> _RECORDS FOR THIS EXERCISE_:
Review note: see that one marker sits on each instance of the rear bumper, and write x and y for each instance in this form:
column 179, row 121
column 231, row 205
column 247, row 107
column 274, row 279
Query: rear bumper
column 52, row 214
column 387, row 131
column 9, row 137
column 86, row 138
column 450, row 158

> _TASK BRIEF_: Repeat exactly the lines from the line containing "column 179, row 121" through the end of the listing above; both boundary lines are part of the output.

> _EXERCISE RESULT_:
column 179, row 121
column 231, row 205
column 247, row 107
column 274, row 279
Query: rear bumper
column 52, row 214
column 387, row 131
column 9, row 137
column 86, row 138
column 450, row 158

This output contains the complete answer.